[Rows from a segmentation dataset]

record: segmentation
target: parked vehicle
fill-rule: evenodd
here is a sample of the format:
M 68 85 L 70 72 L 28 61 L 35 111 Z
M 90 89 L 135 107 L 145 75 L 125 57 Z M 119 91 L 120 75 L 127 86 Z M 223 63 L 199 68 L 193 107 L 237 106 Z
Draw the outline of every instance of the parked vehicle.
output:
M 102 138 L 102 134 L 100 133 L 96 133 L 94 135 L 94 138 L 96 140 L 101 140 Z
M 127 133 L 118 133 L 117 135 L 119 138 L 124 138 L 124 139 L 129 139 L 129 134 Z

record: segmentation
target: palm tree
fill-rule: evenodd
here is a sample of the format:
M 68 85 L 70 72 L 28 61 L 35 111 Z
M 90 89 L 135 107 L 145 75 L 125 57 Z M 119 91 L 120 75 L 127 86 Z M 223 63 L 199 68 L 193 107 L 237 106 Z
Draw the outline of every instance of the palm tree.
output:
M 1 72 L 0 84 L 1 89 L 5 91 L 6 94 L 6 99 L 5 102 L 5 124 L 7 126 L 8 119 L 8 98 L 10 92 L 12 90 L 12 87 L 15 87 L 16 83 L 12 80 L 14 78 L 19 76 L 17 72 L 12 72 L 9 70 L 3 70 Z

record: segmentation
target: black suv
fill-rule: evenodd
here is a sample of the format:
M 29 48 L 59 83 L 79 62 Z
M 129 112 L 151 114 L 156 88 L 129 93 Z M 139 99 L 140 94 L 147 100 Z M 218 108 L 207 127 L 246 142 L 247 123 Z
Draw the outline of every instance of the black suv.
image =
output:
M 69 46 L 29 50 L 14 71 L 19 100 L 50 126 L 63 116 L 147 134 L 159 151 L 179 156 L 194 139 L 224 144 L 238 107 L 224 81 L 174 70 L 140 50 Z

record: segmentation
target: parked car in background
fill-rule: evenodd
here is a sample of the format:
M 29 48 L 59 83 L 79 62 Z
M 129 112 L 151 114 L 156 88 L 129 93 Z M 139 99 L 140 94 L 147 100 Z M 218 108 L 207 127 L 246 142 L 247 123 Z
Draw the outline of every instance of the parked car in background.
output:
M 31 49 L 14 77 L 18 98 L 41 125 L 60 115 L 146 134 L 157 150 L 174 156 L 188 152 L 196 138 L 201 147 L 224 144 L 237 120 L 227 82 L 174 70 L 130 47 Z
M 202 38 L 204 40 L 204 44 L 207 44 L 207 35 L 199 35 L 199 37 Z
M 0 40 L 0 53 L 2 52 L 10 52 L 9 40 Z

▶ **THE TASK**: Please rewrite all the items above with "Draw the outline of" changed to "Trace the boundary of" each time it occurs, keeping every other character the same.

▶ **FINISHED ANSWER**:
record: segmentation
target: parked vehicle
fill-rule: evenodd
here is a sample of the format:
M 68 85 L 70 72 L 28 61 L 35 111 Z
M 90 89 L 135 107 L 145 75 L 125 57 Z M 119 91 L 120 75 L 127 86 Z M 223 63 L 199 68 L 193 107 L 237 106 Z
Trace the boundary of every instance of the parked vehicle.
output:
M 102 138 L 102 134 L 100 133 L 96 133 L 94 135 L 94 138 L 96 140 L 101 140 Z
M 127 133 L 118 133 L 117 135 L 119 138 L 124 138 L 124 139 L 129 139 L 129 134 Z

record: segmentation
target: palm tree
fill-rule: evenodd
here is a sample of the format:
M 68 85 L 70 72 L 28 61 L 35 111 Z
M 90 89 L 135 107 L 145 75 L 125 57 Z M 119 91 L 120 75 L 127 86 Z M 223 63 L 199 68 L 193 107 L 237 106 Z
Trace the boundary of every instance of the palm tree.
output:
M 1 72 L 0 84 L 1 89 L 5 91 L 6 94 L 6 99 L 5 102 L 5 124 L 7 126 L 8 119 L 8 98 L 10 92 L 12 90 L 12 87 L 15 87 L 16 83 L 12 80 L 14 78 L 19 76 L 17 72 L 12 72 L 9 70 L 3 70 Z

record: segmentation
target: black suv
fill-rule: evenodd
here is a sample of the format:
M 29 48 L 59 83 L 79 62 Z
M 129 112 L 151 114 L 156 88 L 129 93 Z M 139 99 L 140 94 L 147 100 Z M 218 108 L 207 127 L 246 142 L 247 123 Z
Trace the boundary of every instance of the black suv.
image =
output:
M 69 46 L 29 50 L 14 71 L 19 100 L 50 126 L 63 116 L 147 134 L 159 151 L 179 156 L 194 139 L 224 144 L 238 107 L 224 81 L 174 70 L 140 50 Z

record: segmentation
target: parked car in background
fill-rule: evenodd
here is a sample of the format:
M 29 48 L 59 83 L 79 62 Z
M 129 112 L 151 114 L 156 88 L 129 93 Z M 139 99 L 140 94 L 147 100 Z M 218 108 L 207 127 L 246 142 L 247 123 Z
Trace the boundary of every instance of the parked car in background.
output:
M 31 49 L 14 77 L 18 98 L 41 125 L 60 115 L 146 134 L 157 150 L 174 156 L 188 152 L 196 138 L 201 147 L 224 144 L 237 120 L 227 82 L 174 70 L 130 47 Z
M 202 38 L 204 40 L 204 44 L 207 44 L 207 35 L 199 35 L 199 37 Z
M 0 40 L 0 53 L 2 52 L 10 52 L 9 40 Z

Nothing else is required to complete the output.